— Exercise prompt —
Copy every one of the rows below word for word, leaving out the pictures.

Start of Data for the task

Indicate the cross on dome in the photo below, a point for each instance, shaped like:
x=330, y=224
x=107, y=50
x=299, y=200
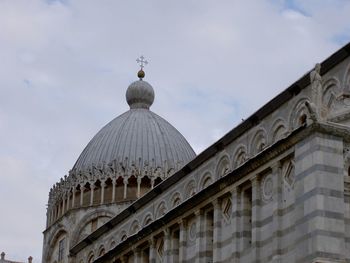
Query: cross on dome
x=142, y=62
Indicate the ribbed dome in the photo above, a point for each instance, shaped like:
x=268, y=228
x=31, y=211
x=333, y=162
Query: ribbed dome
x=137, y=138
x=138, y=135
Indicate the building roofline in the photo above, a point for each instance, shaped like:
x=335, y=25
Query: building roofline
x=234, y=176
x=218, y=146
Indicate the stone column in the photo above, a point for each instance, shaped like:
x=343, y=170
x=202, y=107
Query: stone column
x=277, y=207
x=92, y=188
x=183, y=240
x=73, y=197
x=59, y=210
x=167, y=245
x=137, y=255
x=236, y=222
x=199, y=233
x=68, y=199
x=152, y=251
x=125, y=186
x=82, y=188
x=256, y=203
x=138, y=186
x=114, y=181
x=103, y=185
x=217, y=230
x=319, y=199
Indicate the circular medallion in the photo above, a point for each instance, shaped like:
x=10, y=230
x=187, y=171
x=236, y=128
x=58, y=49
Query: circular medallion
x=192, y=232
x=267, y=188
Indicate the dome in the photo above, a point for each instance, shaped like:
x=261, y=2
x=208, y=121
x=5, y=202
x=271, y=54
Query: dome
x=140, y=94
x=138, y=138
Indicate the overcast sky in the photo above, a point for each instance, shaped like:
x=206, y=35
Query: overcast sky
x=65, y=66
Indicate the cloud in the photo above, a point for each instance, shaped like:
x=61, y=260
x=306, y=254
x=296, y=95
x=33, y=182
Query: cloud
x=66, y=66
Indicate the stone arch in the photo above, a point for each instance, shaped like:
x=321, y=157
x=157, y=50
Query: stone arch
x=161, y=210
x=86, y=220
x=175, y=199
x=207, y=179
x=240, y=155
x=299, y=114
x=346, y=80
x=190, y=189
x=278, y=130
x=60, y=230
x=112, y=243
x=134, y=227
x=148, y=219
x=101, y=251
x=223, y=166
x=123, y=236
x=90, y=257
x=331, y=91
x=258, y=142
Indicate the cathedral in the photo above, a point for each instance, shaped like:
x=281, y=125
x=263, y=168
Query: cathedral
x=276, y=188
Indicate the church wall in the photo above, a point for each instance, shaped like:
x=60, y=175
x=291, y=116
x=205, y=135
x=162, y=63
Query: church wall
x=292, y=218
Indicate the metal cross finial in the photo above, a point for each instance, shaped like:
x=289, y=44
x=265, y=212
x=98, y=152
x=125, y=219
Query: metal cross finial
x=142, y=62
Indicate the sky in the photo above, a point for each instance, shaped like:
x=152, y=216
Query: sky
x=65, y=66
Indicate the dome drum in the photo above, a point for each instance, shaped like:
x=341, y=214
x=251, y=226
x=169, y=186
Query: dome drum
x=125, y=159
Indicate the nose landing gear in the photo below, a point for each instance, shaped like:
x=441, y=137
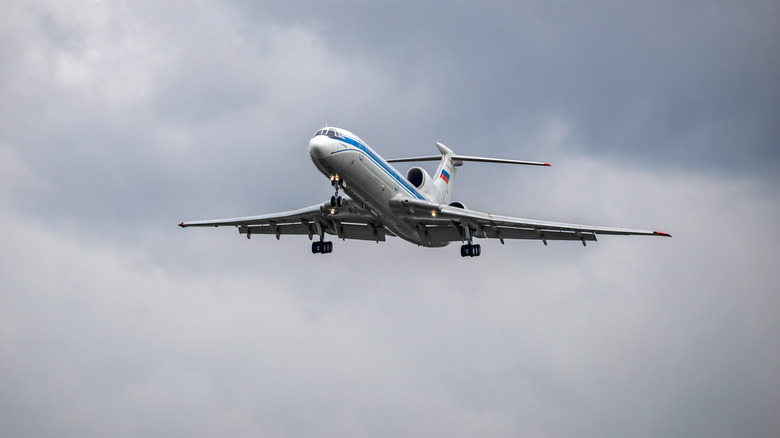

End of Data for the task

— Task response —
Indicate the cross on dome in the photo below, a point for each instance, shaped like:
x=330, y=224
x=107, y=50
x=299, y=200
Query: cross on dome
x=142, y=62
Indicate the ribbed dome in the photo above, a point for each instance, shaped like:
x=268, y=228
x=31, y=211
x=333, y=162
Query: ribbed dome
x=137, y=138
x=138, y=135
Indicate the building roofline in the photo above, a point for each instance, shaped like:
x=335, y=25
Query: building roofline
x=234, y=176
x=218, y=146
Indicate the stone column in the photo above, a point for each instance, shaped like:
x=343, y=170
x=202, y=107
Query: stone column
x=277, y=207
x=92, y=188
x=183, y=240
x=73, y=197
x=59, y=210
x=167, y=245
x=137, y=255
x=236, y=222
x=199, y=233
x=68, y=199
x=152, y=251
x=125, y=186
x=82, y=188
x=256, y=203
x=138, y=186
x=114, y=181
x=103, y=185
x=217, y=230
x=319, y=199
Indicate the circular medallion in the photo above, a point for each instance, shaped like:
x=10, y=230
x=187, y=171
x=236, y=128
x=58, y=49
Query: circular medallion
x=192, y=232
x=267, y=188
Indicate the dome in the photo above, a point for each instance, shaped like:
x=261, y=2
x=208, y=121
x=5, y=202
x=271, y=54
Query: dome
x=140, y=94
x=138, y=138
Indicate the overcast sky in the photo above, a point for each instance, shaped like:
x=206, y=35
Query: overcast sky
x=65, y=66
Indicate the cloud in the photo above, a point for each instance, shaped like:
x=61, y=260
x=306, y=254
x=296, y=95
x=33, y=182
Query: cloud
x=66, y=66
Indicate the stone arch in the photo above, a point for each instance, shaped like:
x=321, y=157
x=157, y=50
Query: stone arch
x=161, y=210
x=86, y=220
x=175, y=199
x=207, y=179
x=240, y=155
x=299, y=114
x=346, y=80
x=190, y=189
x=278, y=130
x=60, y=230
x=112, y=243
x=134, y=227
x=148, y=219
x=101, y=251
x=223, y=166
x=123, y=236
x=90, y=257
x=331, y=91
x=258, y=142
Indicate the cathedral in the photo above, a point for each instance, shaped like:
x=281, y=125
x=263, y=168
Query: cathedral
x=276, y=188
Indicate the church wall in the photo above, a point for each instance, shaped like:
x=60, y=175
x=291, y=116
x=205, y=135
x=162, y=63
Query: church wall
x=292, y=218
Indicate the metal cross finial in the photo above, a point for each instance, shaped like:
x=289, y=44
x=265, y=212
x=98, y=152
x=125, y=219
Query: metal cross finial
x=142, y=62
Indicate the sky in the photo above, a point for each instance, shaped like:
x=152, y=216
Query: sky
x=65, y=66
Indicate the dome drum in the photo above, a point for each instance, shaped like:
x=341, y=214
x=251, y=226
x=169, y=186
Query: dome drum
x=125, y=159
Indicate the nose landing gear in the photo below, a point for each instance, shaped like:
x=441, y=137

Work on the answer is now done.